Stored items from a collection
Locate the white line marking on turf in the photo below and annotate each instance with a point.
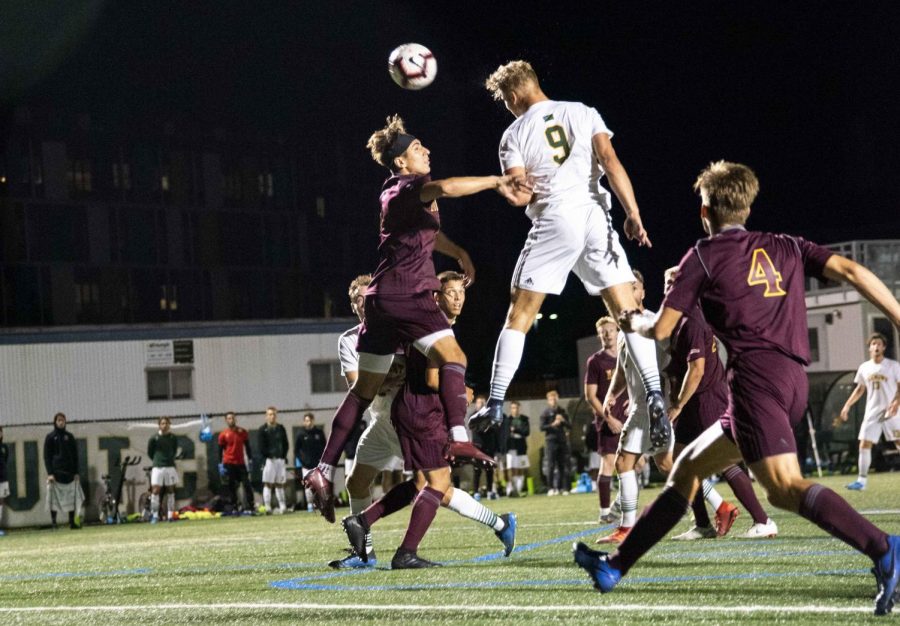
(266, 606)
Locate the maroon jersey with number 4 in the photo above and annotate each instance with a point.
(408, 230)
(750, 288)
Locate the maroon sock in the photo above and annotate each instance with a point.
(345, 420)
(743, 490)
(391, 502)
(453, 393)
(701, 515)
(654, 523)
(603, 483)
(424, 509)
(831, 513)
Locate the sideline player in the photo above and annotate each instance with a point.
(879, 379)
(162, 448)
(273, 446)
(565, 149)
(400, 307)
(754, 280)
(699, 399)
(380, 446)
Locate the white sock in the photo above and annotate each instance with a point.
(465, 505)
(358, 505)
(865, 461)
(628, 493)
(711, 495)
(643, 353)
(459, 433)
(508, 355)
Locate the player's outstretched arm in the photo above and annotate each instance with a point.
(444, 245)
(621, 186)
(842, 269)
(458, 187)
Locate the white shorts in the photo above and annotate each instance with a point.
(872, 429)
(572, 239)
(274, 472)
(163, 477)
(379, 446)
(635, 437)
(517, 461)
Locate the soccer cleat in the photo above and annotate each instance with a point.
(352, 561)
(617, 536)
(660, 426)
(695, 533)
(508, 534)
(604, 576)
(356, 528)
(404, 559)
(887, 575)
(323, 493)
(761, 531)
(462, 452)
(491, 414)
(725, 516)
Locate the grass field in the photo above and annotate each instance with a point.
(272, 570)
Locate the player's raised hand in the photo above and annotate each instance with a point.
(634, 230)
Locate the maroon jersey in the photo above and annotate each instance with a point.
(693, 339)
(408, 230)
(601, 368)
(750, 288)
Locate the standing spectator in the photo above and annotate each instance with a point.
(517, 451)
(273, 446)
(4, 480)
(162, 449)
(234, 442)
(63, 485)
(555, 426)
(308, 449)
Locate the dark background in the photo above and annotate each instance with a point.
(805, 93)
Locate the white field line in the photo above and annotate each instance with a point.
(266, 606)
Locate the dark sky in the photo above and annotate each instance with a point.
(805, 93)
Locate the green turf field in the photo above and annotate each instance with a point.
(272, 570)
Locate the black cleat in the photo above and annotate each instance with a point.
(356, 528)
(404, 559)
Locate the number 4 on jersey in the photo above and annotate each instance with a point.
(763, 272)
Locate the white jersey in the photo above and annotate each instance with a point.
(347, 350)
(552, 141)
(881, 380)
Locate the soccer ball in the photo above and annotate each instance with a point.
(412, 66)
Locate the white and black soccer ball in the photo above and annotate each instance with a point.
(412, 66)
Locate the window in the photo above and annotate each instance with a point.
(813, 345)
(173, 383)
(326, 377)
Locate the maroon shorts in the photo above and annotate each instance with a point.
(769, 392)
(392, 321)
(607, 440)
(702, 411)
(421, 429)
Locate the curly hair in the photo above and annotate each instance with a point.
(381, 140)
(510, 77)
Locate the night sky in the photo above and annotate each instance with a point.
(805, 93)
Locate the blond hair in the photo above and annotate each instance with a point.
(510, 77)
(381, 140)
(728, 190)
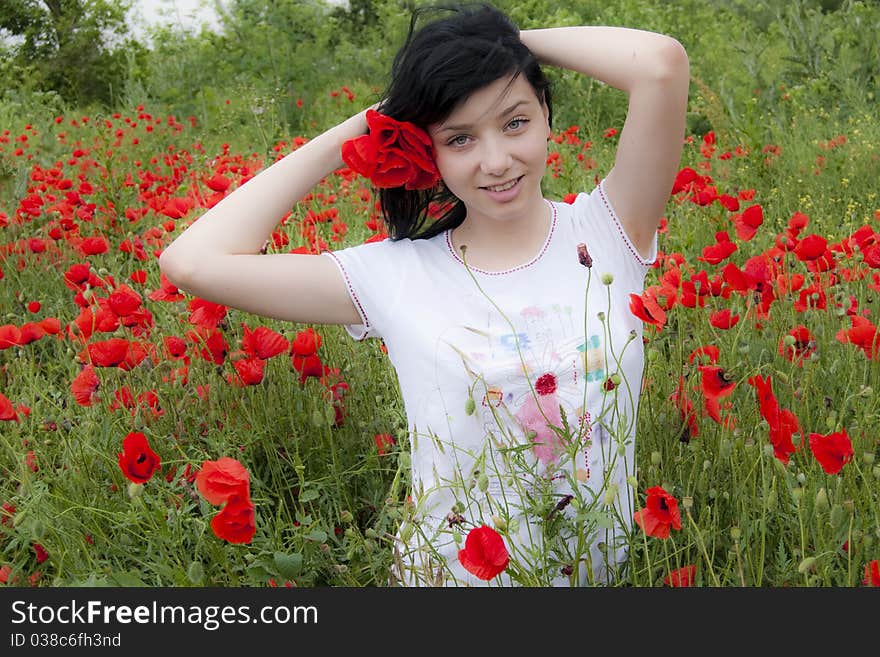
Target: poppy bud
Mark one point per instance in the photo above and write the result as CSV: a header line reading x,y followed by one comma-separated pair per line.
x,y
610,494
469,406
807,565
821,500
195,573
584,256
838,516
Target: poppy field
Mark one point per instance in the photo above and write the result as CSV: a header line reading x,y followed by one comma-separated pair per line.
x,y
150,438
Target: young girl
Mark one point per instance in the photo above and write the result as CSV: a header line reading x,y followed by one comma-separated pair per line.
x,y
505,315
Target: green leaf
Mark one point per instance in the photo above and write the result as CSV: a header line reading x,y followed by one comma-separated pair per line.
x,y
289,565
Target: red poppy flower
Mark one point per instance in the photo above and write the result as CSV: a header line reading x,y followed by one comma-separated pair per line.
x,y
803,347
85,386
124,301
710,351
714,381
306,343
863,334
235,522
167,291
219,480
392,153
723,319
383,441
263,342
94,246
833,451
106,353
136,460
660,513
720,251
484,555
810,247
749,221
7,411
205,313
10,336
646,308
250,370
681,578
307,366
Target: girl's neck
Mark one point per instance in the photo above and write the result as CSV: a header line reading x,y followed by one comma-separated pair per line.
x,y
494,245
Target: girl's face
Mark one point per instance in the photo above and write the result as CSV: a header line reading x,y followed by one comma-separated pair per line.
x,y
492,150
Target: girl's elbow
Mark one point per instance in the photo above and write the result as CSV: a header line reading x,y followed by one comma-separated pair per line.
x,y
174,267
672,59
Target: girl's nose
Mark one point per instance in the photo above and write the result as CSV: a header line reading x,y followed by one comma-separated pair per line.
x,y
496,158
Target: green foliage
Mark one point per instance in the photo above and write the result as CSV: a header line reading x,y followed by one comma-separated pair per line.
x,y
76,48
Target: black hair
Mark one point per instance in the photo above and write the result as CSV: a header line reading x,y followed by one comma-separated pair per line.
x,y
439,66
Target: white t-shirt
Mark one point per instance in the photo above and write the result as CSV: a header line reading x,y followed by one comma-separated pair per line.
x,y
515,343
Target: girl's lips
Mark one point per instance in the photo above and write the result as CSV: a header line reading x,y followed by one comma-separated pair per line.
x,y
505,195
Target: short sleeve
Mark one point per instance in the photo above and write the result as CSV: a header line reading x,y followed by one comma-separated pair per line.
x,y
605,233
371,275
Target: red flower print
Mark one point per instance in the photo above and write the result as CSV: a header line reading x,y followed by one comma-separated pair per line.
x,y
681,578
484,555
810,247
136,460
392,153
659,515
235,522
219,480
832,451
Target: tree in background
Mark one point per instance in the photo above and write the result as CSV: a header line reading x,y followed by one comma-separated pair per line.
x,y
77,48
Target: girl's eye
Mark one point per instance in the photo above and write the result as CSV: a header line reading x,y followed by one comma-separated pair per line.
x,y
517,123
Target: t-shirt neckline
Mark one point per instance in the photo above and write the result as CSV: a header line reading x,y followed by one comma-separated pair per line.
x,y
544,248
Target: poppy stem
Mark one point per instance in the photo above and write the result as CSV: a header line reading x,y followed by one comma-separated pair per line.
x,y
702,546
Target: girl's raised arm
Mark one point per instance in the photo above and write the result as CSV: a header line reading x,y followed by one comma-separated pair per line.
x,y
653,69
217,257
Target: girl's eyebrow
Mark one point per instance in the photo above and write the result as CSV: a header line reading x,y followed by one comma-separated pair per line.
x,y
467,126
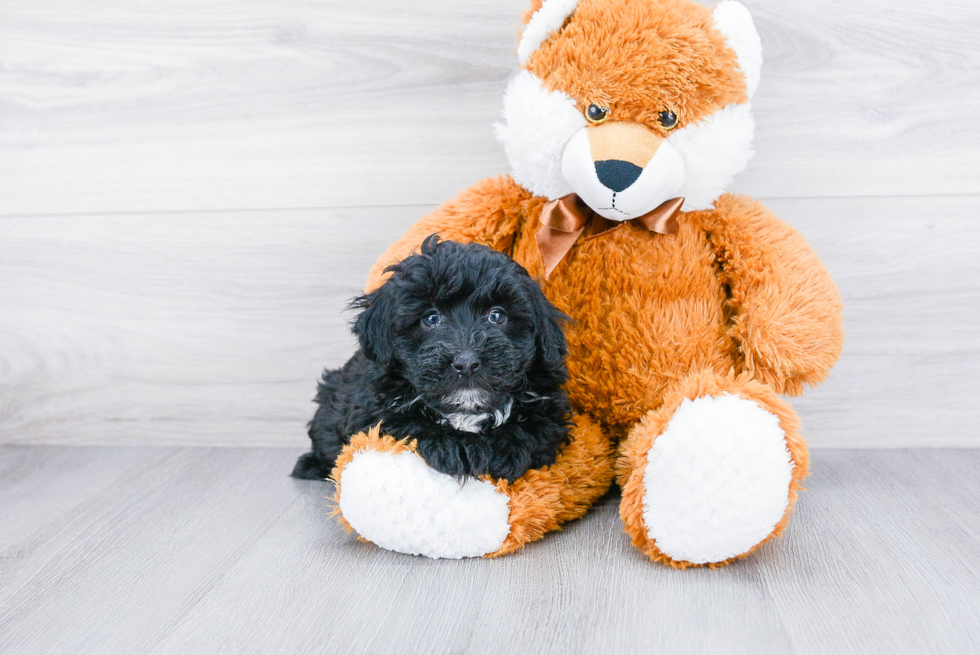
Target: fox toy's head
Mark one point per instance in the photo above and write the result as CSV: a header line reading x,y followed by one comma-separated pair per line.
x,y
630,103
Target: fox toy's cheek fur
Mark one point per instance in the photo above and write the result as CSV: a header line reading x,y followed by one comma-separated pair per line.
x,y
546,136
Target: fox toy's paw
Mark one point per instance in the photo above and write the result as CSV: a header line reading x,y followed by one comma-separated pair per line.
x,y
390,496
713,474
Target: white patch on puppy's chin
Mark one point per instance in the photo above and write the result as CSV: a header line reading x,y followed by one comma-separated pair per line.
x,y
473,422
466,399
465,422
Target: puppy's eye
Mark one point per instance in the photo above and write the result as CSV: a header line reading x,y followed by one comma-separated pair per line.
x,y
497,316
596,114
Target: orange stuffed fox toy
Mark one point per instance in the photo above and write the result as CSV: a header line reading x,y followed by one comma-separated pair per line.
x,y
692,310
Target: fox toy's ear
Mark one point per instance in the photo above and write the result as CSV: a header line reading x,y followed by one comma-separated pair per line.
x,y
373,326
735,22
543,22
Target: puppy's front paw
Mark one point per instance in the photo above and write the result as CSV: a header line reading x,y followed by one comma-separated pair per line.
x,y
391,497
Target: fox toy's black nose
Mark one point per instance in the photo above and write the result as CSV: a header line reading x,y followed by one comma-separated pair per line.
x,y
617,174
466,363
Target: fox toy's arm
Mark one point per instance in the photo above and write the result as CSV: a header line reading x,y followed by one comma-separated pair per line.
x,y
489,212
785,310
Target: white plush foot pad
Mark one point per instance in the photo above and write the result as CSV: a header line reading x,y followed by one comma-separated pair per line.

Goal of the exercise: Everything from the line containing "Target: orange stuffed fox toy" through the last line of the records must be given again exactly; leave out all other lines.

Exercise answer:
Target: orange stuffed fox toy
Mark one point per instance in the photo above and write the result as CSV: a header line reading x,y followed by one comma-separated pair per line.
x,y
692,310
Target: fox toy's ear
Mark one point per instance in the photo above and write the result as CSV: a header line reading x,y followed by one comma-separated pair per line.
x,y
373,326
735,22
543,22
Target: puppy's front paw
Mark one point per instance in the photo above and write the result as CSV: a header line reading x,y followed by one comma-separated pair per line.
x,y
391,497
Target: fox toy's black nose
Mark one point per instance in the photo above and write the result as CSV: a header line reading x,y followed by one comma-separated pair per line.
x,y
617,174
466,363
Target: fox toy's arm
Mark one point per instance in the photo above and write the result as CSV: a header line reading x,y followed by one comma-separated pair per line.
x,y
489,212
785,310
Target: white plush foot pad
Mark one point per instance in the photo above and write the result as CSV: a header line reading x,y followed by one comma-separated pair per line.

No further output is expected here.